3) I tell myself "we're having this baby." I realize that this may not be the truth in the end, but right now, I just need to hear myself say it, in a fake it till you make it sort of way. It helps me focus on the best possible outcome,redirecting my thoughts away from the doom and gloom scenarios, and towards how I'd like this to end. That is, delivering this healthy baby in March after a complete gestation.

If you've got other things to suggest that have helped you cope with this early stage of uncertainty, I'm all eyes. But even if you've got nothing, I love all your comments, so please just say hello.  
      

Monday, July 9, 2012

Beta the second

Second beta is 4090 - doubling time is somewhere between 40.7 and 43.5 hours.

I think I'm pregnant.

Wow.

No more betas for now. The ultrasound will be booked for 2 weeks from today or tomorrow, July 23 or 24. I will be holding my breath for that, to be sure. And thereafter. As you know, even a heartbeat does not mean you get to have a baby. But it often does. I'm holding on to that.

Lots of thoughts and feelings to share, but this is where I'll stop for today. I need to try and get work done (ha!).

Thank you for your encouragements. You have been amazing, dear women.

Friday, July 6, 2012

Beta the first

It's in. Mr A took the phone call while I was at work. Please excuse his lack of precision; he is just not as interested in those details as we might be here in the blogosphere.

So the beta is twelve hundred something. (at 13dp5dt)

So I don't know if that's too high. Jay kinda made me worried with the risk associated with high betas early on.

I go back on Monday or Tuesday.

Thursday, July 5, 2012

BF...

Monday, July 2, 2012

gratitude, reassurance, hope and peeing

Women, you are amazing. You encourage me, put up with my whining, and wipe my tears. The comments you left me on my last post (or the emails) lifted my spirits greatly. I'm not sure what dark pit of utter despair I would reside in without your constant, loving presence in my life.

** Tasks to complete **
- a) In the pregnancy blog excerpt, what number was reported for the second beta?
- b) Carry the pregnancy blog excerpt forward from its last sentence.

** Information provided **
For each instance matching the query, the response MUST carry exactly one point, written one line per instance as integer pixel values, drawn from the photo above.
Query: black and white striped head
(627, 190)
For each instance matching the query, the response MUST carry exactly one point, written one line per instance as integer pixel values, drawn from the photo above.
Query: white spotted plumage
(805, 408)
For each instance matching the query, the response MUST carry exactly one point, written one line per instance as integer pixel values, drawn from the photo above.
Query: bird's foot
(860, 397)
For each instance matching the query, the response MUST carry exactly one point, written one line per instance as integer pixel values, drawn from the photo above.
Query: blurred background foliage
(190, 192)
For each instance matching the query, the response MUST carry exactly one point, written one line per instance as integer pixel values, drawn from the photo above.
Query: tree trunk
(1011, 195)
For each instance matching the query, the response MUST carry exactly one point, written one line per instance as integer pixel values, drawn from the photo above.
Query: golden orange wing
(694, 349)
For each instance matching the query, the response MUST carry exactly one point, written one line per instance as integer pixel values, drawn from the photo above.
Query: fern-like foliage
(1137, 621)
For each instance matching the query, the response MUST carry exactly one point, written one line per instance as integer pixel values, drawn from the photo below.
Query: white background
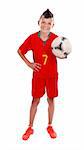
(18, 19)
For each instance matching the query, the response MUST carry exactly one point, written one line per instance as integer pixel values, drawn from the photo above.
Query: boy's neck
(44, 34)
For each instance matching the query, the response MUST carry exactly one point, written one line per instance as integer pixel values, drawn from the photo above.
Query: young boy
(44, 67)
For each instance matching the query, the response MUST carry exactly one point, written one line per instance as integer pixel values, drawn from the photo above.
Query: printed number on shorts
(45, 58)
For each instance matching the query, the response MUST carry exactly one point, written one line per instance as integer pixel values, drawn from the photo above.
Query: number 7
(45, 58)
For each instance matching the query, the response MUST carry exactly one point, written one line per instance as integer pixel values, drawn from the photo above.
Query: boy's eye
(43, 22)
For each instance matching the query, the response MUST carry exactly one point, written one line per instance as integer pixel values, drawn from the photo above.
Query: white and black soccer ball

** Outputs in order **
- a) 4090

- b)
My funk turned shortly after I wrote my last post. First because it helped me tremendously to write about it. Second, because your amazing comments made me feel much better. Third, because I tried to eat my lunch and had to stop partway and put it away. I thought I might hurl. IF has given me such drawn-out, from here-to-forever time periods in hell, that it's kind of surprising to snap back from a downward spiral (an intense one at that) in such a short time.

I am cautious in interpreting it, but in all honesty, I have been feeling reliably nauseous and queasy everyday since Friday. I doubt myself and keep wondering if I'm making it up. I know that my brain could create this: I've seen a few patients with conversion disorder and I know that symptoms can be experienced as real even though they are not organic (although one would need a sort of blindness of their internal/emotional world to have that, and this doesn't fit me very well). I am feeling encouraged by these symptoms, reassured even, but I won't know for sure until I know.

While I don't want to make too much out of it, it seems that my nausea/queasiness has helped me let hope back into my heart. It really has, and I think that's ok. Preventing hope is not going to make the blow any softer if it didn't work. But for the days until then, allowing hope will make me feel lighter. 

On the subject of POAS, here's where I stand, respectfully acknowledging that mine isn't the best approach, just the one that feels most comfortable to me. I know that I could have started testing last Friday, but I was afraid of getting an equivocal answer. It felt easier for me to wait than to get a maybe yes/maybe no. Last time, we tested on beta day. Our reasoning was that we didn't want to first hear the news from the nurse. Positive or negative, I was pretty sure I would be loosing my shit either way, so why torture myself by adding the need to remain socially appropriate on the phone.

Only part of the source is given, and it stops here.